** What is expected **
Please rewrite each of the rows below with "Annotate" replaced by "Mark" and everything else left as it is. Leave the pictures out of your answer.

○ ○ ○ ○ ○ ○ ○

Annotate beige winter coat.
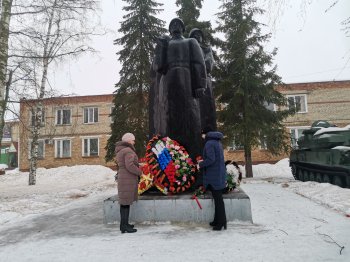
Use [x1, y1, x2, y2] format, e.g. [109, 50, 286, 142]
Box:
[115, 141, 142, 205]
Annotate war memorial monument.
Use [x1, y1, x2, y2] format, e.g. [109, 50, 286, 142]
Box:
[103, 18, 252, 224]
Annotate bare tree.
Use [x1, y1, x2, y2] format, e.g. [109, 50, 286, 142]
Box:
[0, 0, 12, 146]
[9, 0, 98, 185]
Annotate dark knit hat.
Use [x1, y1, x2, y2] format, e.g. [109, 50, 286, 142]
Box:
[169, 17, 185, 33]
[202, 126, 215, 134]
[188, 28, 204, 38]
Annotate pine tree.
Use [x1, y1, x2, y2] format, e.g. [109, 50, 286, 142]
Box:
[105, 0, 166, 161]
[176, 0, 215, 41]
[216, 0, 293, 177]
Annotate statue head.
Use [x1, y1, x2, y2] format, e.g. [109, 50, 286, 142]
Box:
[189, 28, 203, 43]
[169, 17, 185, 35]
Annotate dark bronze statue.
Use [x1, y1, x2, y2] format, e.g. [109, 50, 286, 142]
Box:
[189, 28, 216, 130]
[150, 18, 207, 158]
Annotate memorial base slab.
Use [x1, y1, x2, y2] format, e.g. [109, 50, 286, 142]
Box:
[103, 189, 253, 224]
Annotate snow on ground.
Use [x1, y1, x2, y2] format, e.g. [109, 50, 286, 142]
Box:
[0, 165, 116, 225]
[0, 159, 350, 262]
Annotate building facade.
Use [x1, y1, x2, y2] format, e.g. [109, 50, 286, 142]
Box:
[0, 121, 19, 168]
[19, 94, 115, 171]
[19, 80, 350, 170]
[225, 80, 350, 164]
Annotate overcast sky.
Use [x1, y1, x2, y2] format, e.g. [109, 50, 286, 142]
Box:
[51, 0, 350, 95]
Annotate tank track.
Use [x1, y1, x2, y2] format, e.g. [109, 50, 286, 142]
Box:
[290, 163, 350, 188]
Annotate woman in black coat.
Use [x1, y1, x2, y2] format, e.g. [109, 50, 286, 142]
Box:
[198, 128, 227, 230]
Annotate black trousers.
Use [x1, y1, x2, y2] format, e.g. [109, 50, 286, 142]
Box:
[208, 185, 226, 226]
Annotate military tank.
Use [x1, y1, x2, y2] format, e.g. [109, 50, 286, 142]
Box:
[289, 120, 350, 188]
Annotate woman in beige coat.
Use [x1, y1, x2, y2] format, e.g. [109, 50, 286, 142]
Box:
[115, 133, 142, 233]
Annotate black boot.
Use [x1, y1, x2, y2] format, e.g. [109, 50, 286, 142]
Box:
[120, 205, 137, 233]
[212, 190, 227, 231]
[126, 206, 135, 228]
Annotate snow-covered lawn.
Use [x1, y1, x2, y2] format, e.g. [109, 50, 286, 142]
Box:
[0, 159, 350, 262]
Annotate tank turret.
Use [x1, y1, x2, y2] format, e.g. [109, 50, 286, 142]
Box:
[290, 121, 350, 188]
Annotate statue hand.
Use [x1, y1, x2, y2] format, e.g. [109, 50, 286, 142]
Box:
[194, 88, 205, 98]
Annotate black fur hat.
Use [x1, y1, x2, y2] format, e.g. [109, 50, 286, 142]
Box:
[202, 126, 215, 134]
[188, 28, 204, 38]
[169, 17, 185, 33]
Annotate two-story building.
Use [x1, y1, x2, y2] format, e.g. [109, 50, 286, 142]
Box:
[19, 94, 115, 170]
[19, 80, 350, 170]
[225, 80, 350, 163]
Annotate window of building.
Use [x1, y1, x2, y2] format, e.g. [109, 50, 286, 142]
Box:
[289, 127, 309, 148]
[28, 139, 45, 159]
[84, 107, 98, 124]
[83, 137, 99, 156]
[287, 94, 307, 113]
[55, 139, 71, 158]
[30, 109, 45, 126]
[56, 108, 71, 125]
[259, 137, 267, 150]
[227, 140, 244, 151]
[264, 102, 277, 111]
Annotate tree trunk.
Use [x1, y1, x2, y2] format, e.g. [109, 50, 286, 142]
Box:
[244, 149, 253, 177]
[29, 1, 56, 185]
[0, 0, 12, 146]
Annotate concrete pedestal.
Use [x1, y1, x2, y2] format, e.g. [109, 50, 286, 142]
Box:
[103, 189, 253, 224]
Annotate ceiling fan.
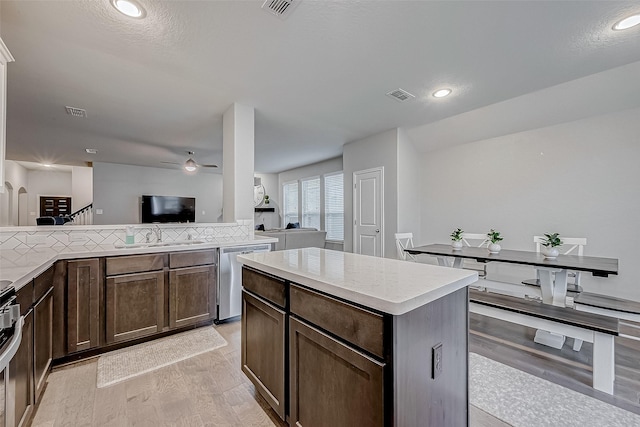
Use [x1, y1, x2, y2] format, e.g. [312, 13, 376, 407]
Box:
[160, 151, 218, 172]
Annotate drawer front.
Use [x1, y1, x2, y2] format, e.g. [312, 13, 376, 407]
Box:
[242, 267, 287, 307]
[289, 284, 384, 359]
[169, 249, 216, 268]
[33, 265, 55, 302]
[107, 254, 164, 276]
[16, 280, 33, 316]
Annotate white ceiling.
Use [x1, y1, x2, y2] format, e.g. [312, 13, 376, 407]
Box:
[0, 0, 640, 173]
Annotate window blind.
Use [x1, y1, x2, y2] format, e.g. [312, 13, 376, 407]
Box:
[282, 182, 299, 226]
[324, 173, 344, 240]
[302, 178, 321, 230]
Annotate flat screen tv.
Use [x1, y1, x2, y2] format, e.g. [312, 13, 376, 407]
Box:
[141, 196, 196, 224]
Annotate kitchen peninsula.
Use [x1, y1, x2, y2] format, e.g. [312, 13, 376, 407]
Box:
[239, 248, 478, 426]
[0, 223, 275, 425]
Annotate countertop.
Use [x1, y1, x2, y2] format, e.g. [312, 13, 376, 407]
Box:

○ ○ ○ ○ ○ ○ ○

** Task solution **
Mark beige winter coat.
Use [x1, y1, x2, y2] format, e.g. [109, 50, 286, 142]
Box:
[115, 141, 142, 205]
Mark war memorial monument.
Use [x1, y1, x2, y2] format, e.g. [109, 50, 286, 142]
Box:
[103, 18, 252, 224]
Mark bare tree.
Use [x1, y1, x2, y2] format, e.g. [109, 50, 286, 142]
Box:
[0, 0, 12, 146]
[9, 0, 98, 185]
Mark dark knit hat.
Use [x1, y1, x2, y2] format, e.g. [109, 50, 286, 142]
Box:
[169, 17, 185, 33]
[202, 126, 215, 134]
[188, 28, 204, 38]
Mark pine tree.
Use [x1, y1, x2, y2] format, e.g. [109, 50, 286, 142]
Box:
[105, 0, 166, 161]
[176, 0, 215, 41]
[216, 0, 293, 177]
Mark statue head.
Use [x1, y1, x2, y2] format, e.g. [109, 50, 286, 142]
Box:
[189, 28, 203, 43]
[169, 17, 185, 35]
Mark dark bronze statue.
Use [x1, y1, x2, y2] format, e.g. [109, 50, 286, 142]
Box:
[189, 28, 216, 130]
[150, 18, 207, 158]
Mark memorial base slab.
Use [x1, y1, x2, y2] format, e.g. [109, 50, 286, 142]
Box:
[103, 189, 253, 224]
Mark snow on ground.
Use [x1, y1, x2, y2] format, e.g. [109, 50, 286, 142]
Box:
[0, 165, 116, 225]
[0, 159, 350, 262]
Mark building facade.
Use [x1, y1, x2, y2] format, e.g. [109, 50, 286, 142]
Box:
[0, 121, 19, 168]
[19, 94, 115, 171]
[19, 80, 350, 170]
[225, 80, 350, 164]
Mark overcast sky.
Use [x1, y1, x2, y2] format, e.g. [109, 50, 286, 142]
Box:
[51, 0, 350, 95]
Mark tank track.
Use [x1, y1, x2, y2] format, e.g. [109, 50, 286, 142]
Box:
[290, 163, 350, 188]
Mark woman in black coat.
Use [x1, y1, x2, y2] format, e.g. [109, 50, 286, 142]
Box:
[198, 128, 227, 230]
Mark black trousers.
Use [x1, y1, x2, y2] format, e.g. [109, 50, 286, 142]
Box:
[208, 185, 226, 226]
Mark military tank.
Use [x1, y1, x2, y2] format, e.g. [109, 50, 286, 142]
Box:
[289, 120, 350, 188]
Mark woman in beige coat.
Use [x1, y1, x2, y2] format, e.g. [109, 50, 286, 142]
Box:
[115, 133, 142, 233]
Mark black boot.
Use [x1, y1, x2, y2] format, e.g. [109, 50, 286, 142]
Box:
[120, 205, 137, 233]
[212, 190, 227, 231]
[126, 206, 135, 228]
Mark snow-covered lawn.
Use [x1, y1, x2, y2] format, e.g. [109, 50, 286, 142]
Box:
[0, 159, 350, 262]
Mark tank turret.
Use [x1, y1, x2, y2] format, e.g. [109, 50, 286, 142]
Box:
[290, 121, 350, 188]
Mark statue hand.
Use [x1, y1, x2, y2] format, e.g. [109, 50, 286, 142]
Box:
[194, 88, 205, 98]
Mark black fur hat.
Use [x1, y1, x2, y2] format, e.g. [109, 50, 286, 142]
Box:
[202, 126, 215, 134]
[188, 28, 204, 38]
[169, 17, 185, 33]
Mark two-story building.
Use [x1, y1, x2, y2] format, e.g. [109, 50, 286, 142]
Box:
[19, 94, 115, 170]
[19, 80, 350, 170]
[225, 80, 350, 163]
Mark window of building.
Use [x1, y1, x2, y2] format, e.g. [109, 50, 286, 142]
Box:
[289, 127, 309, 148]
[28, 139, 45, 159]
[84, 107, 98, 124]
[83, 137, 99, 156]
[287, 94, 307, 113]
[55, 139, 71, 158]
[30, 109, 45, 126]
[56, 108, 71, 125]
[259, 137, 267, 150]
[227, 140, 244, 151]
[264, 102, 277, 111]
Mark tree trunk.
Use [x1, y1, x2, y2] format, e.g. [109, 50, 286, 142]
Box:
[244, 149, 253, 177]
[29, 1, 56, 185]
[0, 0, 12, 146]
Mark concrete pedestal.
Use [x1, y1, x2, y2] format, e.g. [109, 50, 286, 142]
Box:
[103, 189, 253, 224]
Mark ceiling fan.
Use [x1, y1, x2, y2] format, e.g. [312, 13, 376, 407]
Box:
[160, 151, 218, 172]
Mark drawer front.
Use [x1, y1, x2, y2] format, e.g. [312, 13, 376, 407]
Box:
[242, 267, 287, 307]
[289, 284, 384, 359]
[169, 249, 216, 268]
[33, 265, 55, 302]
[107, 254, 164, 276]
[16, 280, 33, 316]
Mark white ceiling.
Use [x1, y1, x2, y2] format, e.g. [312, 13, 376, 407]
Box:
[0, 0, 640, 173]
Mark window blind.
Use [x1, y1, x2, y2] format, e.g. [312, 13, 376, 407]
Box:
[282, 182, 299, 226]
[324, 173, 344, 240]
[302, 178, 321, 230]
Mark flat screen tv.
Use [x1, y1, x2, y2] format, e.g. [312, 13, 376, 407]
Box:
[141, 196, 196, 224]
Mark kitchen peninsula.
Use [x1, y1, x2, y2] format, e.g. [312, 13, 376, 407]
Box:
[239, 248, 478, 426]
[0, 223, 275, 425]
Mark countertop.
Use [x1, y1, x2, y2] format, e.g. [312, 13, 376, 407]
Box:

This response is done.